╭──

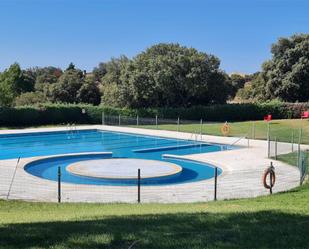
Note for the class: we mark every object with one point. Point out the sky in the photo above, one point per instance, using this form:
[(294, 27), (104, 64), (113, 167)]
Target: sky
[(87, 32)]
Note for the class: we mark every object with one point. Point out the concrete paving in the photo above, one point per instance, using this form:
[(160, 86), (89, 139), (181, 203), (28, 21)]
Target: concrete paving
[(242, 174)]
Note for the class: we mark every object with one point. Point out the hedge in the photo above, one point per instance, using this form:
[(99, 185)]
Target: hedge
[(63, 113)]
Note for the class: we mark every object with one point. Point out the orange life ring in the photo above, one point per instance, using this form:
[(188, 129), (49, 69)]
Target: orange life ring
[(272, 179), (225, 129)]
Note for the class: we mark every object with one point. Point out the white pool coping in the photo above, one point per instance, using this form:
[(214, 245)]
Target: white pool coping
[(241, 178)]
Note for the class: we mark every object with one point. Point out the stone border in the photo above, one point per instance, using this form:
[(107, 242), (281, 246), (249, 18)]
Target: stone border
[(241, 177)]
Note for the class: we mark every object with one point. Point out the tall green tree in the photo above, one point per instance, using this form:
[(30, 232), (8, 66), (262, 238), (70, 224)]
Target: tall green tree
[(66, 88), (13, 82), (89, 92), (286, 75), (172, 75)]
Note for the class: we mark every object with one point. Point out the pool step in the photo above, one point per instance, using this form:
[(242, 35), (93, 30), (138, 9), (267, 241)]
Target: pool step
[(170, 148)]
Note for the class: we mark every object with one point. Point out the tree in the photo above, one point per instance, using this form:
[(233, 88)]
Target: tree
[(237, 82), (286, 75), (67, 87), (30, 98), (71, 67), (12, 83), (169, 75), (99, 71), (89, 92), (114, 69)]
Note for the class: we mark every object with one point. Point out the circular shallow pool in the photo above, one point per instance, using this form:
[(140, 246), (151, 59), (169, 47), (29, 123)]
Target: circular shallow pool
[(123, 168), (103, 169)]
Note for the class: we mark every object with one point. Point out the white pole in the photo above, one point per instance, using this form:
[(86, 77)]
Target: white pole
[(157, 121)]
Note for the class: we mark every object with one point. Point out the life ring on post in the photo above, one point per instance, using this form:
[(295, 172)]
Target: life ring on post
[(225, 129), (272, 177)]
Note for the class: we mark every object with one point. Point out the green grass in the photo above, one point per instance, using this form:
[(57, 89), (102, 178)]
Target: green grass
[(278, 221), (280, 129)]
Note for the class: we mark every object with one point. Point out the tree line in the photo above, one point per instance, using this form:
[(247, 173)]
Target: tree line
[(164, 75)]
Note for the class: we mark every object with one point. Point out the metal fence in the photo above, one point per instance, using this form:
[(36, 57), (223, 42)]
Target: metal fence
[(284, 144)]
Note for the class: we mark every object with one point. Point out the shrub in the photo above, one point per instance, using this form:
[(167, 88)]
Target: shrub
[(71, 113)]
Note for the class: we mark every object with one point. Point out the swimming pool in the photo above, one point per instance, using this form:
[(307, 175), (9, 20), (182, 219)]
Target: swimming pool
[(121, 145)]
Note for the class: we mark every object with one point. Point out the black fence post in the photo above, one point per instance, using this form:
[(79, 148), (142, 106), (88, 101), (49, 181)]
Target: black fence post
[(215, 189), (139, 186), (59, 184), (271, 178)]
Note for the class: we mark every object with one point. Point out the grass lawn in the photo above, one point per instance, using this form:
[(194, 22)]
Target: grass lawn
[(282, 129), (278, 221)]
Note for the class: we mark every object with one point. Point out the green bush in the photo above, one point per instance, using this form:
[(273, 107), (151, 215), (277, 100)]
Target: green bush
[(71, 113)]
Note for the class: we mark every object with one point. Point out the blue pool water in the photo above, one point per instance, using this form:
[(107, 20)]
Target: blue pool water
[(122, 145)]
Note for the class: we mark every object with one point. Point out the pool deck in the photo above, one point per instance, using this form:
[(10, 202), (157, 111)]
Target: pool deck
[(241, 178)]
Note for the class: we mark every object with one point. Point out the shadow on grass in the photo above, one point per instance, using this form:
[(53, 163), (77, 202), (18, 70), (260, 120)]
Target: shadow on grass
[(200, 230)]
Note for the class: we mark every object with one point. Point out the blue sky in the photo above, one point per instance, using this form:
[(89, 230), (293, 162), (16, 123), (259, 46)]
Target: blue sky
[(86, 32)]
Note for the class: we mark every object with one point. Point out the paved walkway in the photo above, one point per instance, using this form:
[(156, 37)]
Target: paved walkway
[(241, 177)]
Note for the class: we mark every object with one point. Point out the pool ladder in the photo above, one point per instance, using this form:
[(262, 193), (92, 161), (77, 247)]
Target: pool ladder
[(71, 127), (195, 135)]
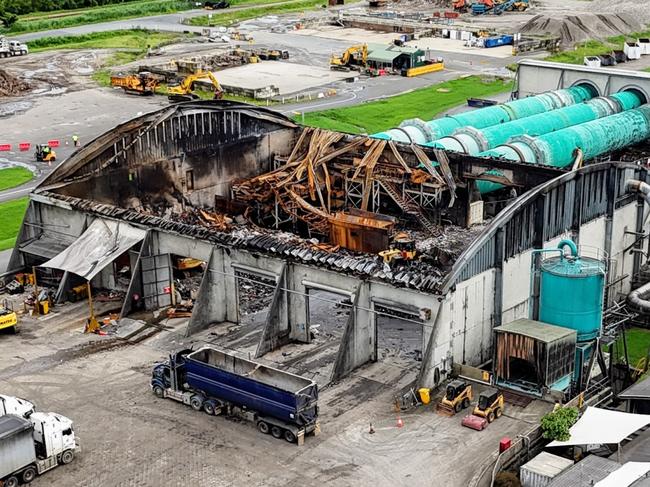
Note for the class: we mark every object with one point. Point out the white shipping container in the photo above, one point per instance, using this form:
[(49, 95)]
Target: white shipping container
[(644, 44), (542, 469), (632, 50)]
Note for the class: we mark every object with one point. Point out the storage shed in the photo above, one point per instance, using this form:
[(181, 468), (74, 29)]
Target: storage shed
[(531, 355), (395, 57), (542, 469)]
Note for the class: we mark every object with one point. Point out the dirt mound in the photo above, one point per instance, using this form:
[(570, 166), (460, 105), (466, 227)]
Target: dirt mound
[(10, 85), (576, 28)]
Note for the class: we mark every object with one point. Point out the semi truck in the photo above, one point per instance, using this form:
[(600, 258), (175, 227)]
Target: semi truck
[(31, 447), (12, 48), (277, 402), (15, 405)]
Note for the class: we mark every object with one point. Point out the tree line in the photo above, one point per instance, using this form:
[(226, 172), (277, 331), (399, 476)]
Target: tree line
[(10, 9)]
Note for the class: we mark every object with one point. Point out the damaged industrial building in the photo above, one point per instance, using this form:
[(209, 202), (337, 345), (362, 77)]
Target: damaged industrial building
[(462, 229)]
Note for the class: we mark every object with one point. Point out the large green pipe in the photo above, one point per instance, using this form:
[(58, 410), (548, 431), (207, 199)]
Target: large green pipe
[(592, 138), (420, 132), (473, 141), (559, 148)]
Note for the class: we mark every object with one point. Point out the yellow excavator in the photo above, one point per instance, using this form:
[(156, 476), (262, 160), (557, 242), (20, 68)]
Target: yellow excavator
[(184, 91), (490, 407), (136, 84), (8, 318), (356, 57), (458, 396)]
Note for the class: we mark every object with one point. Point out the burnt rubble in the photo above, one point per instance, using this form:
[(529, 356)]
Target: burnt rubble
[(419, 275)]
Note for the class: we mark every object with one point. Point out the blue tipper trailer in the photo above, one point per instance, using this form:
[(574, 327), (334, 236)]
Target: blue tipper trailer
[(278, 402)]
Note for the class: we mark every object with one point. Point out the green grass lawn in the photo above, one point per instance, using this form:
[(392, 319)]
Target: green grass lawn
[(225, 17), (115, 39), (133, 42), (425, 103), (638, 342), (14, 176), (594, 48), (11, 217), (57, 20)]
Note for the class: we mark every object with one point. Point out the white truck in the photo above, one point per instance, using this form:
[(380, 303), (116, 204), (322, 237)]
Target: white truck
[(30, 447), (15, 405), (12, 48)]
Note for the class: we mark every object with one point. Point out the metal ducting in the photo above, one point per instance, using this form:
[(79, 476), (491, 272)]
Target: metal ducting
[(420, 132), (592, 138), (473, 141)]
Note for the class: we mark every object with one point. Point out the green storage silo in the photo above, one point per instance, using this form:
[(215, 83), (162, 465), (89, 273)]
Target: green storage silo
[(571, 292)]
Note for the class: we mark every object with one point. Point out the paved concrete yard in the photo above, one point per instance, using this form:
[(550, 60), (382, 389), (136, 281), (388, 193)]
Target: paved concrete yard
[(288, 77), (131, 438)]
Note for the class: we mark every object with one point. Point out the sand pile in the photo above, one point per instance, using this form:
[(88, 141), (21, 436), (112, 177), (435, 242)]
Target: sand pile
[(637, 9), (577, 28), (10, 85)]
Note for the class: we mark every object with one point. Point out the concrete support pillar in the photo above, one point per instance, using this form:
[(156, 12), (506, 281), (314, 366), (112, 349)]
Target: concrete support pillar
[(297, 310), (211, 302), (276, 328), (135, 285), (357, 344)]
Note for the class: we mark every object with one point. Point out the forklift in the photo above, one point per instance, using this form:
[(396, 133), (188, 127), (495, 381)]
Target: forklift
[(489, 408), (44, 153), (457, 397)]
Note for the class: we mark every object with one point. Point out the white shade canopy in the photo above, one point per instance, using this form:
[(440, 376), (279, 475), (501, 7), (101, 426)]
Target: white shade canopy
[(602, 426)]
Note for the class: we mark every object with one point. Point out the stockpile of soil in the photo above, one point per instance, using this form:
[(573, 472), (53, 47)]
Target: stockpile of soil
[(576, 28), (10, 85)]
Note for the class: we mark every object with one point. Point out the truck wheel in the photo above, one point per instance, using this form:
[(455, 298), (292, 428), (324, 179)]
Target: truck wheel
[(197, 403), (67, 456), (208, 407), (29, 474)]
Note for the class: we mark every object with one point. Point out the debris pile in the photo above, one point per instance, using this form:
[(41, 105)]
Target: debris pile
[(576, 28), (314, 182), (10, 85)]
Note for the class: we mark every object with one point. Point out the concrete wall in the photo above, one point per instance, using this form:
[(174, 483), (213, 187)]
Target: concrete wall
[(534, 77)]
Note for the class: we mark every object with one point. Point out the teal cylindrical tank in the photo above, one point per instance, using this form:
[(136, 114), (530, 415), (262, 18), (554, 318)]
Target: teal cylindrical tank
[(571, 292)]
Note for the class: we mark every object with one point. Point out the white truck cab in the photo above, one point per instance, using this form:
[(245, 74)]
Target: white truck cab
[(53, 435), (15, 405)]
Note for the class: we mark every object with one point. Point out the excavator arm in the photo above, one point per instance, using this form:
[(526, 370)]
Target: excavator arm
[(185, 87)]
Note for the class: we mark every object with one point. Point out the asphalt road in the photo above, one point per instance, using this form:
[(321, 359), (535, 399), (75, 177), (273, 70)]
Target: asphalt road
[(38, 124)]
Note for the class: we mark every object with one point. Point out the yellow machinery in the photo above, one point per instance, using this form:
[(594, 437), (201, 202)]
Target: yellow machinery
[(355, 57), (457, 397), (44, 153), (8, 318), (424, 69), (490, 405), (184, 90), (136, 84), (401, 249)]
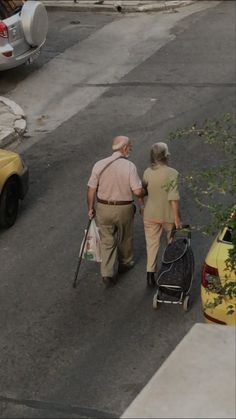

╰──

◆ **Prompt**: Write out the records word for word, from the line containing "the tree in" through the line containing "[(284, 144)]", including both of those lines.

◆ **Written response**:
Note for the class: we mark every object with one point. Point out the tree in the photo above, one point per instance, using this form:
[(233, 88)]
Target: tree
[(237, 82), (286, 75), (67, 87), (30, 98), (71, 67), (12, 83), (169, 75), (99, 71), (89, 92), (114, 69)]
Note for the class: we mark every object with one point. Point out the circular shallow pool in the photo above, one point per instance, using this form:
[(140, 246), (151, 59), (169, 47), (29, 123)]
Target: circular shallow pool
[(123, 168), (103, 169)]
Note for the class: we mark every object with one point. Point out the white pole in the photo above, one point per instance, using this form:
[(86, 77)]
Target: white pole
[(157, 121)]
Note for the class: we mark every object with one point. Point out the life ring on post in the photo above, one point per instance, using this form:
[(295, 172)]
Target: life ring on post
[(225, 129), (272, 177)]
Note for the class: we mark every object with one point. Point out the green grass in the photo above, one point per instance, using this form:
[(57, 89), (102, 178)]
Target: green grass
[(278, 221), (280, 129)]
Note for the class: we mark every object with one point. Point out the tree line in the photo above, one point per instance, using this form:
[(247, 173)]
Target: tree line
[(164, 75)]
Note for the class: we mark every object with one point. Point out the metal fence in the photo above, one point per instance, using this form:
[(36, 57), (223, 42)]
Target: metal fence
[(284, 144)]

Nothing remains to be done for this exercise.